# Written instruction
Can you reproduce the data beneath, keeping every line exact?

* START *

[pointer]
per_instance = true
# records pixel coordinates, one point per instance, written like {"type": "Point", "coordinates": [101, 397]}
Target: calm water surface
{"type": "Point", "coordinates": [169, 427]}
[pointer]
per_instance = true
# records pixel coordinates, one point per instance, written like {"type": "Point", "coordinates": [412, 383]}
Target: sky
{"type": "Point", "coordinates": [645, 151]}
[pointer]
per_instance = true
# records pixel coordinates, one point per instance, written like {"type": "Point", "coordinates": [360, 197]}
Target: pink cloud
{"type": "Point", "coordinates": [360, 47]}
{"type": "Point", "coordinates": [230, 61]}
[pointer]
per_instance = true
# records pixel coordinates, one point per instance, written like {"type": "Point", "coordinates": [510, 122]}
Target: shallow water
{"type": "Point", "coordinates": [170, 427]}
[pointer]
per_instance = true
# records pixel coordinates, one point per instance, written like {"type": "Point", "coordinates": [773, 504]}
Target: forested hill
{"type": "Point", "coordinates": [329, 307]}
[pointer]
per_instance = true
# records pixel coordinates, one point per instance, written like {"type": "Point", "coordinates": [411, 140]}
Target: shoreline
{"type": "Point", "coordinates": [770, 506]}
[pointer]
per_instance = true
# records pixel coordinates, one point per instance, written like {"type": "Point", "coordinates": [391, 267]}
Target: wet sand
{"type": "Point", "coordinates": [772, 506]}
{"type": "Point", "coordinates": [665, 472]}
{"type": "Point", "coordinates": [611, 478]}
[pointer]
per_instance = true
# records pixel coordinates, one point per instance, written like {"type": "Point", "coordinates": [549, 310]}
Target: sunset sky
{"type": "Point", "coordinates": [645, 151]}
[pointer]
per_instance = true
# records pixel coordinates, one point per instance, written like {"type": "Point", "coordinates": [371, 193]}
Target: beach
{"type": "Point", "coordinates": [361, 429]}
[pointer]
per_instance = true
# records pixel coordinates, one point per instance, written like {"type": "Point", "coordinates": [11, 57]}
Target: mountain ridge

* END *

# Correct answer
[pointer]
per_instance = true
# records pixel coordinates, one point per instance, written like {"type": "Point", "coordinates": [101, 397]}
Target: calm water surface
{"type": "Point", "coordinates": [169, 427]}
[pointer]
per_instance = true
# records pixel coordinates, one point per instance, written like {"type": "Point", "coordinates": [412, 383]}
Target: sky
{"type": "Point", "coordinates": [645, 151]}
[pointer]
per_instance = true
# records pixel coordinates, one point per instance, written like {"type": "Point", "coordinates": [360, 197]}
Target: pink cloud
{"type": "Point", "coordinates": [360, 47]}
{"type": "Point", "coordinates": [230, 61]}
[pointer]
per_instance = true
# records pixel coordinates, one point per instance, written like {"type": "Point", "coordinates": [510, 122]}
Target: shallow water
{"type": "Point", "coordinates": [170, 427]}
[pointer]
per_instance = true
# records pixel coordinates, one point per instance, written like {"type": "Point", "coordinates": [773, 504]}
Target: forested hill
{"type": "Point", "coordinates": [329, 307]}
[pointer]
per_instance = true
# records pixel coordinates, one point per instance, written like {"type": "Point", "coordinates": [411, 140]}
Target: shoreline
{"type": "Point", "coordinates": [770, 506]}
[pointer]
per_instance = true
# records pixel coordinates, one point per instance, written like {"type": "Point", "coordinates": [391, 267]}
Target: wet sand
{"type": "Point", "coordinates": [772, 506]}
{"type": "Point", "coordinates": [665, 472]}
{"type": "Point", "coordinates": [611, 478]}
[pointer]
per_instance = true
# records pixel coordinates, one point per instance, written like {"type": "Point", "coordinates": [549, 310]}
Target: sunset sky
{"type": "Point", "coordinates": [645, 151]}
[pointer]
per_instance = true
# records pixel coordinates, one point per instance, written like {"type": "Point", "coordinates": [371, 193]}
Target: beach
{"type": "Point", "coordinates": [361, 429]}
[pointer]
per_instance = true
# records pixel coordinates, one point per instance, written like {"type": "Point", "coordinates": [11, 57]}
Target: mountain ridge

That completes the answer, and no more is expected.